Pick out every line of the material that contains the string "calm" and copy each one out.
>> start Records provided
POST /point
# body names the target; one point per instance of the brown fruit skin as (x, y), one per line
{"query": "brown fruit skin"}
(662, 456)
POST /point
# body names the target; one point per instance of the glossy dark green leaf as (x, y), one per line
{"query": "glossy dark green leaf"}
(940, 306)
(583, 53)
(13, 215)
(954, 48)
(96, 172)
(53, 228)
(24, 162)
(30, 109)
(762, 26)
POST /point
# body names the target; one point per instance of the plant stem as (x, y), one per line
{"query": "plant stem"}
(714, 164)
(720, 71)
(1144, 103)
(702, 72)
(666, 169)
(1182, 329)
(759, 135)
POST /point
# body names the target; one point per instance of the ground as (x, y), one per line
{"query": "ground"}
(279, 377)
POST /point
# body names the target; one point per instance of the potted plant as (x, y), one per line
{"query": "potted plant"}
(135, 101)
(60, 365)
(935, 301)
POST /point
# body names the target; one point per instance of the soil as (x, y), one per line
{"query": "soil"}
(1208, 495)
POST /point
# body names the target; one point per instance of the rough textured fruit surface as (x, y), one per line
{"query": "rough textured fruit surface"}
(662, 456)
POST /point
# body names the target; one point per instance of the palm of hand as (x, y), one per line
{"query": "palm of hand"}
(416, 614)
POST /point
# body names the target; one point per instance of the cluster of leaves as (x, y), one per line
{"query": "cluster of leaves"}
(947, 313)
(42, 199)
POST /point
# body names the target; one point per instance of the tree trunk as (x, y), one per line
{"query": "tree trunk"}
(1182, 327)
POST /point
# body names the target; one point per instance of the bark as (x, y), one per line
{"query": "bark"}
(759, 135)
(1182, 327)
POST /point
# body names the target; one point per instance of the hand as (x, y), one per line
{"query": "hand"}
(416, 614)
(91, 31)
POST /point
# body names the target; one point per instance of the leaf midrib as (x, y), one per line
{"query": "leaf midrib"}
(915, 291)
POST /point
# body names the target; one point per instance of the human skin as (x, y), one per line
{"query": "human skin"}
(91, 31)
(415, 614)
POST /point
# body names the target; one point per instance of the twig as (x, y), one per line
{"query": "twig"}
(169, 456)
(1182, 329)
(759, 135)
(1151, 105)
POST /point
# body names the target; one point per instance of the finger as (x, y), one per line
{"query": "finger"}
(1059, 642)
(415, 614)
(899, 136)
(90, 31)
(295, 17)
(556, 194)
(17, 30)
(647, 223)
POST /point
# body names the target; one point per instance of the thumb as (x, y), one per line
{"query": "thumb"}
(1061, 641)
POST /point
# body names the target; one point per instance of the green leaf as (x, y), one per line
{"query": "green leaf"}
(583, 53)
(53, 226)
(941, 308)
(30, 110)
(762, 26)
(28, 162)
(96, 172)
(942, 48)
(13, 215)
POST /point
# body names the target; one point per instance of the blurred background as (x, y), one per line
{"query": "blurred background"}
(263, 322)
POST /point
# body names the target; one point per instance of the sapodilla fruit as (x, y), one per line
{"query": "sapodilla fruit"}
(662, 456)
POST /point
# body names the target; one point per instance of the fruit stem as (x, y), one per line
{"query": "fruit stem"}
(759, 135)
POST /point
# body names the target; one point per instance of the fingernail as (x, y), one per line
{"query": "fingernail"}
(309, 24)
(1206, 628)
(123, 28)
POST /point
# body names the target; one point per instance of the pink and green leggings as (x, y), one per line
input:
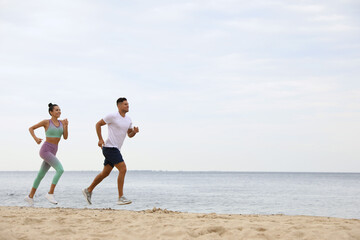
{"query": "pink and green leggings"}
(48, 153)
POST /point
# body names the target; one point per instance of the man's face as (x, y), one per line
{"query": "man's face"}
(123, 106)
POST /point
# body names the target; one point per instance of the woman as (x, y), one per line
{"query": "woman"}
(53, 131)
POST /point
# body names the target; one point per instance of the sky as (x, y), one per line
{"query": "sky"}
(263, 85)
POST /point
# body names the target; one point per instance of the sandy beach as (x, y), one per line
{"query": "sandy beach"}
(62, 223)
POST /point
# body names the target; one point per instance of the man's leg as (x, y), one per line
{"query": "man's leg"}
(121, 178)
(105, 172)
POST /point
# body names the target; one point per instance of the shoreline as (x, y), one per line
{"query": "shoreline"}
(71, 223)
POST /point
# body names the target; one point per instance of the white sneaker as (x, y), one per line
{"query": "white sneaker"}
(29, 201)
(51, 198)
(123, 200)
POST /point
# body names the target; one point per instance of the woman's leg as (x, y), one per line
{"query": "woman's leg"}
(43, 170)
(55, 163)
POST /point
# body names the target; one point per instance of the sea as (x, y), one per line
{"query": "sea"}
(288, 193)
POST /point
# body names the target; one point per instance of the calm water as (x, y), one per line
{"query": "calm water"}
(319, 194)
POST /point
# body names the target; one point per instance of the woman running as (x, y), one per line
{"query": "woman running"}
(54, 128)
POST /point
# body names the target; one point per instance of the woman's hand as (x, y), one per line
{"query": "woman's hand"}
(65, 122)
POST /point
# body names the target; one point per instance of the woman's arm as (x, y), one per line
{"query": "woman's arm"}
(32, 128)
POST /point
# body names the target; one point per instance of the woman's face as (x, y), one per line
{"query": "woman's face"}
(56, 112)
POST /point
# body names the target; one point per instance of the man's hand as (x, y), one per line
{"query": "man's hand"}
(101, 143)
(132, 132)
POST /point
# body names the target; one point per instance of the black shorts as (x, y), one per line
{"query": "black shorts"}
(112, 156)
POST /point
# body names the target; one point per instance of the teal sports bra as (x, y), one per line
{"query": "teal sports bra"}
(54, 131)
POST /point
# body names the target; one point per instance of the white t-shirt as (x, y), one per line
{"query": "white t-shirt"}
(117, 129)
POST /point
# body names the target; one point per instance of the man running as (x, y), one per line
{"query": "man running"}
(118, 126)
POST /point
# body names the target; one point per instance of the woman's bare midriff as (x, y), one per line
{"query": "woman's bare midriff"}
(53, 140)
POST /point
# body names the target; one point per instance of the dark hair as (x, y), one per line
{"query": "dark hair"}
(120, 100)
(51, 107)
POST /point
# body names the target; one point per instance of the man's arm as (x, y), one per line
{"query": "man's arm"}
(98, 126)
(133, 132)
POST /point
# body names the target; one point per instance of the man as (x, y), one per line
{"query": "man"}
(118, 126)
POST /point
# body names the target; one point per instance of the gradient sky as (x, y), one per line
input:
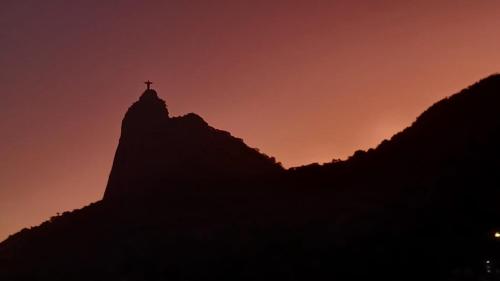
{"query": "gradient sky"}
(304, 81)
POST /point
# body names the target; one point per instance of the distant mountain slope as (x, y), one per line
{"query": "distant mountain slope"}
(196, 204)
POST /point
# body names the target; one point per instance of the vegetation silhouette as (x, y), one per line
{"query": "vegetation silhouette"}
(188, 202)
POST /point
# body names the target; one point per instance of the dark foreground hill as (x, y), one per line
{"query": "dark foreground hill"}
(188, 202)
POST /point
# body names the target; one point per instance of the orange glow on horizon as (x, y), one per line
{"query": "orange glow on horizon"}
>> end Records provided
[Answer to this problem]
# body names the target; one point per instance of the calm water as (x, y), one per line
{"query": "calm water"}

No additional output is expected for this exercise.